Text shown —
★ ★ ★

Improving air quality demands own efforts

Updated: 2012-06-13 18:09
By Zhao Shengnan (

Improving air quality should not rely on foreign embassies but China's own efforts, Deputy Foreign Minister Cui Tiankai said.

Cui made the remarks as a response to the disputes between Beijing and foreign embassies' monitoring and issuing of air quality data in China for PM2.5, which shows the amount of air particles smaller than 2.5 micrometers in diameter.

"Of course we all care about air quality, and it's absolutely necessary to monitor it, but what's more important is to improve it," Cui told Hong Kong-based Phoenix TV. "That's the reason why China is committed to sustainable development as well as building an environmental friendly and recourse-saving society."

"Fundamentally, the improvement relies on our  own efforts, while it is beyond foreign embassies' capability and willingness."

The top environmental official said recently that it is technically inaccurate and goes against international conventions and Chinese laws for foreign embassies or consulates in China - specifically the US Embassy in Beijing and the US Consulate General in Shanghai - to monitor local air quality and publish the results online.

The US embassy issues hourly air quality readings on its micro blog and its consulate in Shanghai has also been releasing PM2.5 levels since last month. The data are often inconsistent with those from Chinese authorities.

If they really care about the improvement of Chinese air conditions, foreign embassies should clarify the pollution from car exhaust when marketing their cars to China, Cui said.

"Car exhaust is a major source of air pollution, while foreign delegations in China spare no effort to sell cars to Chinese," said Cui, urging the delegations to inform Chinese that the exhaust from cars they sell is as unhealthy as smoking.

Early this year Beijing began reporting PM2.5. The Ministry of Environmental Protection has ordered 74 cities to apply a more comprehensive air quality monitoring standard and publish daily reports on PM2.5 by the end of this year.

★ ★ ★

[Region annotation entries]

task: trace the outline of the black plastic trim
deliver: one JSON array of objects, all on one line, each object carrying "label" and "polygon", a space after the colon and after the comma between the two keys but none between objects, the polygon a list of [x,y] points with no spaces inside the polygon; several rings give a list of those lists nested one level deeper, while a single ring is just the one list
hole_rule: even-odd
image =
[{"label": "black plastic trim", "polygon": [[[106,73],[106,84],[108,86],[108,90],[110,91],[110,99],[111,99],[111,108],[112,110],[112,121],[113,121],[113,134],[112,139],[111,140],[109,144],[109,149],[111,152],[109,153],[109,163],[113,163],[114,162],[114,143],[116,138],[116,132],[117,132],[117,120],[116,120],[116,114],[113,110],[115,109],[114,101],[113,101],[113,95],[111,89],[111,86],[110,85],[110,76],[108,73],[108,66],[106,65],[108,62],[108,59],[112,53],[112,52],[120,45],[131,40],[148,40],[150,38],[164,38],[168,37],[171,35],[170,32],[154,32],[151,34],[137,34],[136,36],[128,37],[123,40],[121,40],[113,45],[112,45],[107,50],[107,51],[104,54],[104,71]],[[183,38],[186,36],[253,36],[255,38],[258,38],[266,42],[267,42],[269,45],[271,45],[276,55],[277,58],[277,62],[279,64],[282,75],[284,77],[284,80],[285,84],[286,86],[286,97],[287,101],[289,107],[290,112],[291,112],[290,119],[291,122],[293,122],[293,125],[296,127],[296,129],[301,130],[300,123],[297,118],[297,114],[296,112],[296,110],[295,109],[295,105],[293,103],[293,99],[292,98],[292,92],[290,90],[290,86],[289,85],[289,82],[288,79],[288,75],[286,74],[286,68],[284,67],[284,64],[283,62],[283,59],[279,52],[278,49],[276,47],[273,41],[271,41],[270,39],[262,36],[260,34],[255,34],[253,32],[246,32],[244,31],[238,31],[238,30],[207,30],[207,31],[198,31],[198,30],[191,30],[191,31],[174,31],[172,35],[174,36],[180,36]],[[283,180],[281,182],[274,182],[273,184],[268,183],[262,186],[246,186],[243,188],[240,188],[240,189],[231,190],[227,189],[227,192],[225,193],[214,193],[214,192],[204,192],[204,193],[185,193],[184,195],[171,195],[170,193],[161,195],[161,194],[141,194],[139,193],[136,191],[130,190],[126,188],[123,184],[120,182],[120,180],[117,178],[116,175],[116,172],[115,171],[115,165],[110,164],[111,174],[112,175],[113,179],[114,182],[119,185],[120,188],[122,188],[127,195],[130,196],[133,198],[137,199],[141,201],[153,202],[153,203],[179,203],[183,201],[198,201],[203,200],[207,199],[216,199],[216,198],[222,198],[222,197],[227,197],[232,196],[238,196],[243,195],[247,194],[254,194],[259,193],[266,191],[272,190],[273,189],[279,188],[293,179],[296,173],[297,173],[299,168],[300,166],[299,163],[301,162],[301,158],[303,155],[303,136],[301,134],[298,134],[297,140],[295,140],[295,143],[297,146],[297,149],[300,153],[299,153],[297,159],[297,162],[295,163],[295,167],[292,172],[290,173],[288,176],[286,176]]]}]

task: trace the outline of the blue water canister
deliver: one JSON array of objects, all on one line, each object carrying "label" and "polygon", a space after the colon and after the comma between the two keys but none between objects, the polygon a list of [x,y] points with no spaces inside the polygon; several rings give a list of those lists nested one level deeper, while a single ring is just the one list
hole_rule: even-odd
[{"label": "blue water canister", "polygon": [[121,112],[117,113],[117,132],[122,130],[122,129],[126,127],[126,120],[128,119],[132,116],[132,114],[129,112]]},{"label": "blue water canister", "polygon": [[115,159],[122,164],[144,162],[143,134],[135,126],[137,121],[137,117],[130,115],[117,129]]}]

★ ★ ★

Task list —
1. Repeat the air quality article word for word, starting at "The top environmental" and ending at "the results online.".
2. Answer these questions from the air quality article:
(a) Which TV station did Cui Tiankai speak to?
(b) How often does the US Embassy issue air quality readings on its micro blog?
(c) How many cities did the Ministry of Environmental Protection order to apply the more comprehensive monitoring standard?
The entries were drawn from a separate source.

The results —
1.
The top environmental official said recently that it is technically inaccurate and goes against international conventions and Chinese laws for foreign embassies or consulates in China - specifically the US Embassy in Beijing and the US Consulate General in Shanghai - to monitor local air quality and publish the results online.

2.
(a) Hong Kong-based Phoenix TV
(b) Hourly
(c) 74